**CHALLENGE**
Please format the part of the entries below that opens with the line containing "Nesting-site review: place a pin on each instance of the brown" and closes with the line containing "x=393, y=86" as a Markdown table with the columns Row and Entry line, numbering each line and skipping blank lines. Leave the pictures out of the table.

**DATASET RECORDS**

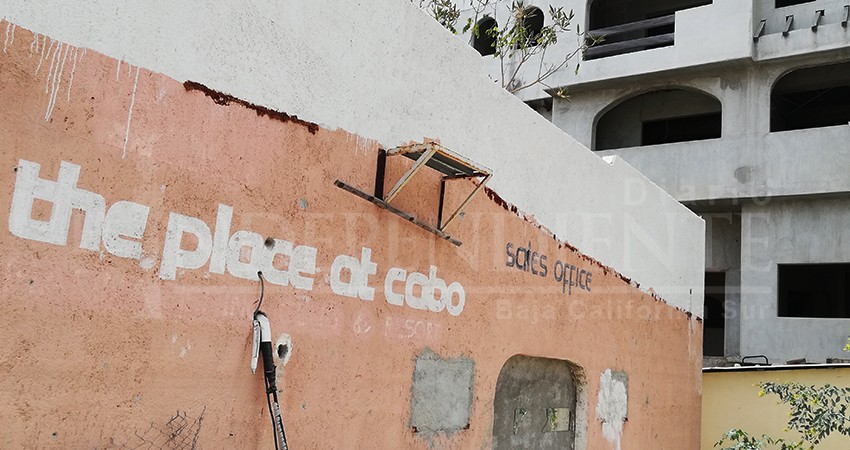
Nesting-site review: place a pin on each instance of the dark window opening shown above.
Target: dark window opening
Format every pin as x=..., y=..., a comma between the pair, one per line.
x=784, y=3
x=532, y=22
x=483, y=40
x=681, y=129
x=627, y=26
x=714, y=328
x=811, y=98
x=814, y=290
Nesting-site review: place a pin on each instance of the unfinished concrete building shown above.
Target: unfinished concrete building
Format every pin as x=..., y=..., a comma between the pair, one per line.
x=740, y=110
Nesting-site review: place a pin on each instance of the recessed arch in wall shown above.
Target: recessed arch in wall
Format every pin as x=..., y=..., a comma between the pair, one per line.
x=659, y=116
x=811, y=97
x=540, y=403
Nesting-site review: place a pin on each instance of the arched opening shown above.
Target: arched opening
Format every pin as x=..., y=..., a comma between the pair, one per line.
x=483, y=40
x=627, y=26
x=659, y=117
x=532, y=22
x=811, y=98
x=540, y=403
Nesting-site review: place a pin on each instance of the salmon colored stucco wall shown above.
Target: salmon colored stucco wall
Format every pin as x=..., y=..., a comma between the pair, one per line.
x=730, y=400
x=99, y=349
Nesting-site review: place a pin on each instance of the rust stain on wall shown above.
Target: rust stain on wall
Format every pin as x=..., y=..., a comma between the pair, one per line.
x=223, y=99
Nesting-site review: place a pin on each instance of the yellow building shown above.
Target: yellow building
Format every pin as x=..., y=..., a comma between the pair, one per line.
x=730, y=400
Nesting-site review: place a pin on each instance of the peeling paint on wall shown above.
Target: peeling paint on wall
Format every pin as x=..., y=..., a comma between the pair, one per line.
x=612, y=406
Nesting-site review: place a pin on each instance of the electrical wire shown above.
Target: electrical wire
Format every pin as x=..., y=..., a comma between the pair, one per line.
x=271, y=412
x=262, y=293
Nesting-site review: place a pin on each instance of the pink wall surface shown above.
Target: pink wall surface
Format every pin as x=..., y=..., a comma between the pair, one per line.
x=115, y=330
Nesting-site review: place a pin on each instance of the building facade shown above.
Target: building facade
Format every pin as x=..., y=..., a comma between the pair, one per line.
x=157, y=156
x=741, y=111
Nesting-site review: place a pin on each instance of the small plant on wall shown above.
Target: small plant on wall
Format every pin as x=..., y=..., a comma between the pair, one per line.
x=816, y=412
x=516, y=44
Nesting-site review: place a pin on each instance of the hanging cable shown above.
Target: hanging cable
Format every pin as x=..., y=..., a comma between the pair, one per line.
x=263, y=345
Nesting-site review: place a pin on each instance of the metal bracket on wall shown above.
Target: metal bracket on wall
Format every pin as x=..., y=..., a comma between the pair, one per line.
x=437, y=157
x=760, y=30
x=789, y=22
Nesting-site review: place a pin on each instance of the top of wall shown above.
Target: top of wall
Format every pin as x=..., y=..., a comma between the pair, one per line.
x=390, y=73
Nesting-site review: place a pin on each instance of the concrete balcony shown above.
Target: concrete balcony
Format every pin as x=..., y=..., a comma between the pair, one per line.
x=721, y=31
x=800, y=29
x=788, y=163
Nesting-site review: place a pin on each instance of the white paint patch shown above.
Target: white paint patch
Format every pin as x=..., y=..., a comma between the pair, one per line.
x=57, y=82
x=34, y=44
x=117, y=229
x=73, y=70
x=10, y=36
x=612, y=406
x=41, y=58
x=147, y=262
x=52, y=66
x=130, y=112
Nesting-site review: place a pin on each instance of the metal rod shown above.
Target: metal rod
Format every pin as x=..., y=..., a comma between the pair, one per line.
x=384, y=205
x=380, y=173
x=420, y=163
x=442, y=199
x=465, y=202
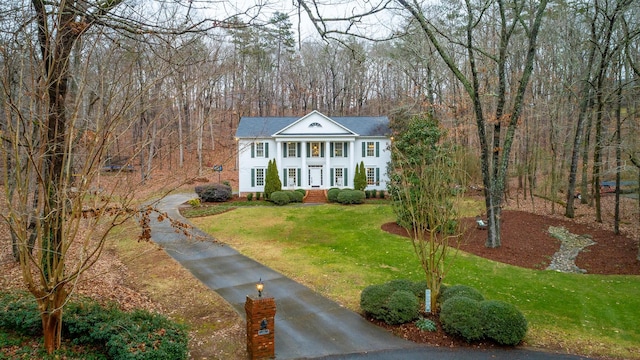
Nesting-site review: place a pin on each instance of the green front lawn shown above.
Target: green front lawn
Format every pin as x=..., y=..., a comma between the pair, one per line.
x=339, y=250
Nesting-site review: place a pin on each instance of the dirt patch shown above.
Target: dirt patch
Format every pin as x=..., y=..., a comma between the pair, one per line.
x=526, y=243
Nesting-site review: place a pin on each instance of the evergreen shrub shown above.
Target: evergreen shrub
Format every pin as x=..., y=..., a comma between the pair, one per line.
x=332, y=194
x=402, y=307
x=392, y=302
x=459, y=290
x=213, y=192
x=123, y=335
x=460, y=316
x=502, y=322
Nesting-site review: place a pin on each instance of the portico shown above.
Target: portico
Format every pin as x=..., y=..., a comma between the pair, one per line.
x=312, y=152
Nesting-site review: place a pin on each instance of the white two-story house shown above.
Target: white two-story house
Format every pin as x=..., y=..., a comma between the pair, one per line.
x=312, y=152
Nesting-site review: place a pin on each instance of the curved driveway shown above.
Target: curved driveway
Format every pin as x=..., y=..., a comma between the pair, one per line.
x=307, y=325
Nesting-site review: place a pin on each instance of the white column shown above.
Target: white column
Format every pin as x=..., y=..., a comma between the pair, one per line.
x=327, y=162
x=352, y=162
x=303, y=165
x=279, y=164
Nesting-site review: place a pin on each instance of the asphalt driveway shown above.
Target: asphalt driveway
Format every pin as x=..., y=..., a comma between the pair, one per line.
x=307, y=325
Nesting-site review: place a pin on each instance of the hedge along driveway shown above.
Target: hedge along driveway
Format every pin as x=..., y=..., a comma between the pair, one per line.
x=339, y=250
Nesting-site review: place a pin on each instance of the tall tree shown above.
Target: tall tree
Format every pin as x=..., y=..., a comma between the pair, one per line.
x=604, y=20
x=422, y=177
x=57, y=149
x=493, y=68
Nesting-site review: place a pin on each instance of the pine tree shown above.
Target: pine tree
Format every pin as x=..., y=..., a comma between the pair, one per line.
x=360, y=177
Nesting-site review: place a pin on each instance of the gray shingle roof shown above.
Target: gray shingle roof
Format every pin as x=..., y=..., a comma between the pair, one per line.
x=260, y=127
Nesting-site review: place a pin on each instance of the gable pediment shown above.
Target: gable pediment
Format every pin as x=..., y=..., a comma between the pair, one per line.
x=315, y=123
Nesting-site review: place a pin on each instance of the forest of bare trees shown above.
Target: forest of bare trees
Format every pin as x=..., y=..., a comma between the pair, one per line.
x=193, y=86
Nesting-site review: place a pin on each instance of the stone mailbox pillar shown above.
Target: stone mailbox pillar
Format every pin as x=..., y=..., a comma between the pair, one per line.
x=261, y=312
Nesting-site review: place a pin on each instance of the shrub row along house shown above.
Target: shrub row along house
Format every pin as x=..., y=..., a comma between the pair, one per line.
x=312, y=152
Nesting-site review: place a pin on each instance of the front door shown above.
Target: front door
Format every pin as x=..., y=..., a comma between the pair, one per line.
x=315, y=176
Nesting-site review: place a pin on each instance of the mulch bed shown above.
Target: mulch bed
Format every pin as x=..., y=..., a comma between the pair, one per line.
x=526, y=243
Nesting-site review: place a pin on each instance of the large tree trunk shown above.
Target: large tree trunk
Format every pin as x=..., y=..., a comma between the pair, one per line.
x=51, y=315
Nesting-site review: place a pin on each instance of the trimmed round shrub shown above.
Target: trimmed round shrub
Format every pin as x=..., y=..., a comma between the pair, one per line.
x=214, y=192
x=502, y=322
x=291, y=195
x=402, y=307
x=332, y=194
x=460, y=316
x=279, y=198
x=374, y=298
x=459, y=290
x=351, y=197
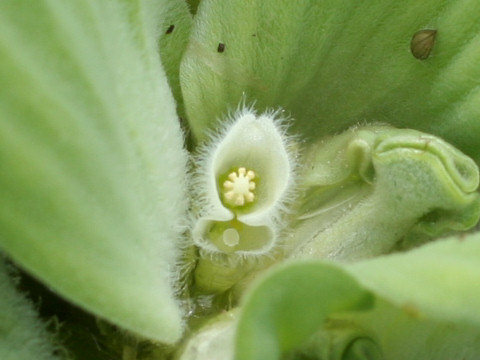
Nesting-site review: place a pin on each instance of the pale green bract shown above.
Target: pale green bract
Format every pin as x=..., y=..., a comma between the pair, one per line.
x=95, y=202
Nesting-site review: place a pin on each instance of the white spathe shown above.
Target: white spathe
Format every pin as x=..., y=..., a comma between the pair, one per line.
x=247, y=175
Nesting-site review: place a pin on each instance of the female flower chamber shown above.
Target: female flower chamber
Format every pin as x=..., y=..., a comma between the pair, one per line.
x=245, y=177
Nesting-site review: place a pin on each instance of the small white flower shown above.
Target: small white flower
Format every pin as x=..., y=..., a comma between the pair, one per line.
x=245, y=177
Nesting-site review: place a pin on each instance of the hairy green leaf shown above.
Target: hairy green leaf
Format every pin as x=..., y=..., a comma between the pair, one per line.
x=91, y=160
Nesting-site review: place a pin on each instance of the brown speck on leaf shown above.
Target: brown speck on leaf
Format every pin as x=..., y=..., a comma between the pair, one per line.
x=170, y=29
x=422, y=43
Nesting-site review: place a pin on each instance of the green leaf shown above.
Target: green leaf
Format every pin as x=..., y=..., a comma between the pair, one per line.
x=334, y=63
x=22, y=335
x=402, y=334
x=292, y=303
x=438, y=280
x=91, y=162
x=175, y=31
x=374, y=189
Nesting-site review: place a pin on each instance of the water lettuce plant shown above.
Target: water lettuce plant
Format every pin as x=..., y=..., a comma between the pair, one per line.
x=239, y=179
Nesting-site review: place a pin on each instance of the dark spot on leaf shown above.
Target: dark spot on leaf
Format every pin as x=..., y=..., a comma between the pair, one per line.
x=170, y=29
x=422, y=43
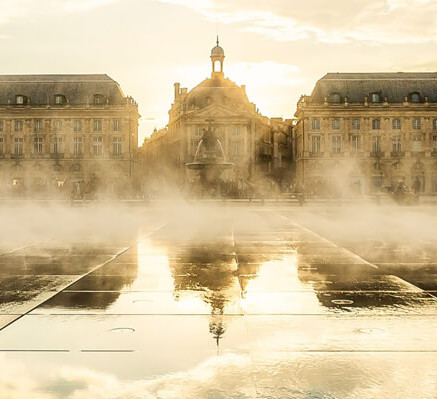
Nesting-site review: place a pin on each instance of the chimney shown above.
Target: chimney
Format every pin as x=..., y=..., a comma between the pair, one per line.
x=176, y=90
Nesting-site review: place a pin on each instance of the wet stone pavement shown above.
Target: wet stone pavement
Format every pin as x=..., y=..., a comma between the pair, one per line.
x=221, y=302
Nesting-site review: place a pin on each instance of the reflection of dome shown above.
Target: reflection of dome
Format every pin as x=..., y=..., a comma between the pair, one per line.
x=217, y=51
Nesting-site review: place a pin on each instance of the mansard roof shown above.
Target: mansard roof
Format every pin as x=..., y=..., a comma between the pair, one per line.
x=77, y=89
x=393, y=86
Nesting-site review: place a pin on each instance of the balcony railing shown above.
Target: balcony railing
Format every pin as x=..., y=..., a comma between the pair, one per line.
* * *
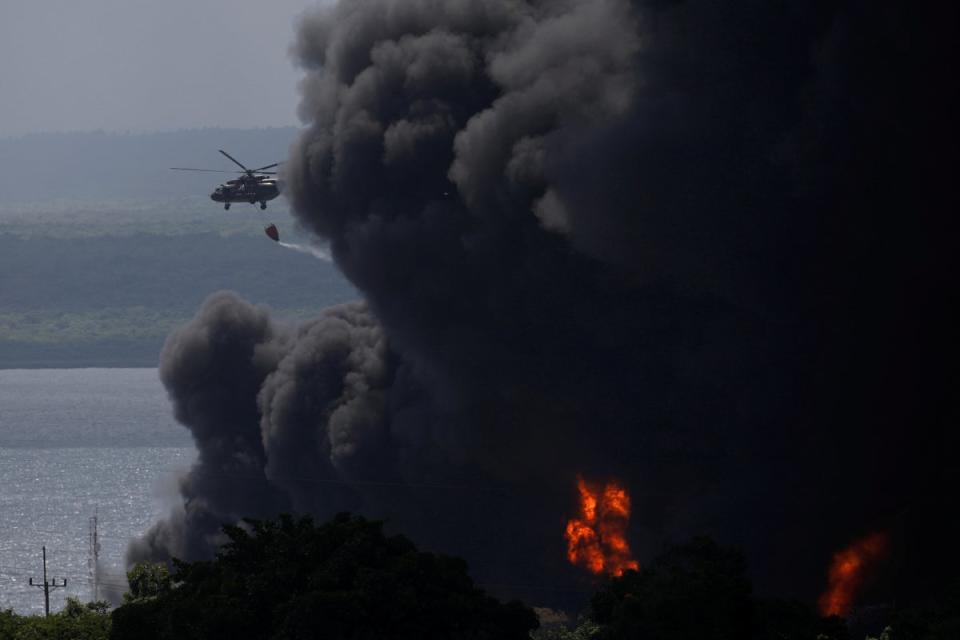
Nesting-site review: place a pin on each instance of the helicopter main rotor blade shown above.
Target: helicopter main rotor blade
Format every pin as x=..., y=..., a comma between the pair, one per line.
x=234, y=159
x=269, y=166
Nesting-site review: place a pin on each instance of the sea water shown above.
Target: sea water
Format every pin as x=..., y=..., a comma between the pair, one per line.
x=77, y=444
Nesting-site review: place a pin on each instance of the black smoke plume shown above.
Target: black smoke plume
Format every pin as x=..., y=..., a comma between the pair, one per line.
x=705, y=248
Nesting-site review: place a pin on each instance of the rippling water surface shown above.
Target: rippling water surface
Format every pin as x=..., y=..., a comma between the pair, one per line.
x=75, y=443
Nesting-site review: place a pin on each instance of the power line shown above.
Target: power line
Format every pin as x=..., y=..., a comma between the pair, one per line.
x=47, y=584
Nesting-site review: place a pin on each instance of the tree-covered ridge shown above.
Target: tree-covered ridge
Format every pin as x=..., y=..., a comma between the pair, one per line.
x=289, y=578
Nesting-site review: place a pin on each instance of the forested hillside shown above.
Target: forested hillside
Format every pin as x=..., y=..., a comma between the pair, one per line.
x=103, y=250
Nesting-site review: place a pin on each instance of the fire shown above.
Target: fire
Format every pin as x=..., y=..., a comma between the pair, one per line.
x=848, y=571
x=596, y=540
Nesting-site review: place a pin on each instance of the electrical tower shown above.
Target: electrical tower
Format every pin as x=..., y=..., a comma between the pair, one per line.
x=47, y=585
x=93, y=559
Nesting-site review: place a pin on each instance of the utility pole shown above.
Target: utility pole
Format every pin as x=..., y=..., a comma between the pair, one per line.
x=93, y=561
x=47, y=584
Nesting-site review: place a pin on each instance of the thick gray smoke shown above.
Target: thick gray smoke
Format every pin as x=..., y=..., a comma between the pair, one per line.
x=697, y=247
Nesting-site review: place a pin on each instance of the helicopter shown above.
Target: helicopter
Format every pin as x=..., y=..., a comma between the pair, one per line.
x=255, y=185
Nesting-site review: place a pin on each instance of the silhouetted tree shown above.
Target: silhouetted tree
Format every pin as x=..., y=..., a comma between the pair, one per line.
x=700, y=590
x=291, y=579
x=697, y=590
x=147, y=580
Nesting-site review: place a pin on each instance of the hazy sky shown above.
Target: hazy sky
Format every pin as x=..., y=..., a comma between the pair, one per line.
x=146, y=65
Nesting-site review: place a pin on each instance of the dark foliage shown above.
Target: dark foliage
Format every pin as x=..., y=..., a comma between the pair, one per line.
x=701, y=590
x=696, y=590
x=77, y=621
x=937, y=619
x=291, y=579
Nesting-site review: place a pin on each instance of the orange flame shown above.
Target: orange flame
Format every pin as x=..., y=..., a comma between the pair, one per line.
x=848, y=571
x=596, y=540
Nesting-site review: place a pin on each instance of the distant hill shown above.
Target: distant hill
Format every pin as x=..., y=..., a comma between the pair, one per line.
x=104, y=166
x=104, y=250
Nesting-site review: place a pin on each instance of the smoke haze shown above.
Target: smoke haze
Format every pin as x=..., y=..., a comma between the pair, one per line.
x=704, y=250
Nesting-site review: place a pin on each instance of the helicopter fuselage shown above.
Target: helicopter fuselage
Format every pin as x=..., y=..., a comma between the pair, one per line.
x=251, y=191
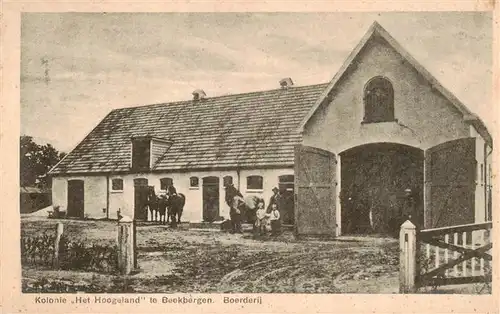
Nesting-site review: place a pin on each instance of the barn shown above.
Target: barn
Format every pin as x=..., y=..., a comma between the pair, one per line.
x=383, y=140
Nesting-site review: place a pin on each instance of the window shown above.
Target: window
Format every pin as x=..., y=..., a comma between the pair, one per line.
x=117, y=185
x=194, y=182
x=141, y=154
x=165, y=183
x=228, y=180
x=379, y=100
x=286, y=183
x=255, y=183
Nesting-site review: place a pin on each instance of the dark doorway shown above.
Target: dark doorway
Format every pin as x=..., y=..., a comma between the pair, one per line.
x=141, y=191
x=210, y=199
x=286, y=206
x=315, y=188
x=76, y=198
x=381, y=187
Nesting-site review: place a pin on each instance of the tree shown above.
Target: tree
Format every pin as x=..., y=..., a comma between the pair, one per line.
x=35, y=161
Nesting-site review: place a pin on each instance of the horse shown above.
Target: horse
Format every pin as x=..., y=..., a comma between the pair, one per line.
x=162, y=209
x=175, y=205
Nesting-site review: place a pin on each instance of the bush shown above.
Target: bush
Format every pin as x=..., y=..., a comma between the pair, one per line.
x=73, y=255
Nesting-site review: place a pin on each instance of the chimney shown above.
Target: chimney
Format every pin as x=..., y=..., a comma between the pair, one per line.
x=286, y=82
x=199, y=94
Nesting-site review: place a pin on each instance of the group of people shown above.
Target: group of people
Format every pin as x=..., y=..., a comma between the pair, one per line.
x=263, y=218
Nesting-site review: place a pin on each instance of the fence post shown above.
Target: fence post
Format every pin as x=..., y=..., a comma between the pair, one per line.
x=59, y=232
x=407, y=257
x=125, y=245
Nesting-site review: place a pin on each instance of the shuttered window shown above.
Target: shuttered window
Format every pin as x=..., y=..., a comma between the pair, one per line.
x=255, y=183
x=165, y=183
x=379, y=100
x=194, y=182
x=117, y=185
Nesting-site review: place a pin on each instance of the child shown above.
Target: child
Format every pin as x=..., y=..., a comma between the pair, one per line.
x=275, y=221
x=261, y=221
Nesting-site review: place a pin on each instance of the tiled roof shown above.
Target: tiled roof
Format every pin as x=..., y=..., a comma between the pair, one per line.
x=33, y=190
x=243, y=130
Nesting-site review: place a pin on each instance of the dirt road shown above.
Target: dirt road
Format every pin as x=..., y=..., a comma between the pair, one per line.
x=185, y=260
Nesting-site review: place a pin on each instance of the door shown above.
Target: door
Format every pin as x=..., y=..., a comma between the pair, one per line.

**TASK SOLUTION**
| Row | Entry line |
|---|---|
| 1 | Nesting-site review: place a pin on each instance of the brown speck on leaf shown above. |
| 2 | Target: brown speck on leaf |
| 3 | Format every pin as x=..., y=..., a comma between the pair, one per line. |
| 4 | x=170, y=29 |
| 5 | x=422, y=43 |
| 6 | Nesting-site review: place a pin on each instance of the green leaf shown above. |
| 7 | Target: green leaf |
| 8 | Format every pin as x=..., y=..., a comma between the pair, one per line. |
| 9 | x=334, y=63 |
| 10 | x=22, y=335 |
| 11 | x=402, y=334 |
| 12 | x=292, y=303 |
| 13 | x=438, y=280 |
| 14 | x=91, y=162 |
| 15 | x=175, y=31 |
| 16 | x=374, y=189 |
| 17 | Nesting-site review: place a pin on each instance of the water lettuce plant shown above. |
| 18 | Target: water lettuce plant |
| 19 | Format every pin as x=..., y=..., a comma between the pair, one per line. |
| 20 | x=239, y=179 |
| 21 | Nesting-site review: place a pin on each instance of the dark spot on leaf shown above. |
| 22 | Target: dark spot on leaf |
| 23 | Format every pin as x=..., y=..., a comma between the pair, one per line. |
| 24 | x=170, y=29 |
| 25 | x=422, y=43 |
| 26 | Nesting-site review: place a pin on each instance of the chimney shown above. |
| 27 | Target: chimney |
| 28 | Format every pin as x=..., y=..., a comma between the pair, one per line. |
| 29 | x=176, y=90 |
| 30 | Nesting-site review: place a pin on each instance of the wet stone pavement shown above. |
| 31 | Target: wet stone pavement |
| 32 | Format every pin as x=..., y=..., a comma between the pair, one per line. |
| 33 | x=221, y=302 |
| 34 | Nesting-site review: place a pin on each instance of the reflection of dome shown above. |
| 35 | Target: reflection of dome |
| 36 | Format every pin as x=..., y=..., a comma between the pair, one per line. |
| 37 | x=217, y=51 |
| 38 | Nesting-site review: place a pin on each instance of the mansard roof shown above. |
| 39 | Target: mansard roof |
| 40 | Format every pin as x=..., y=..., a comma between the pair, one per line. |
| 41 | x=77, y=89 |
| 42 | x=393, y=86 |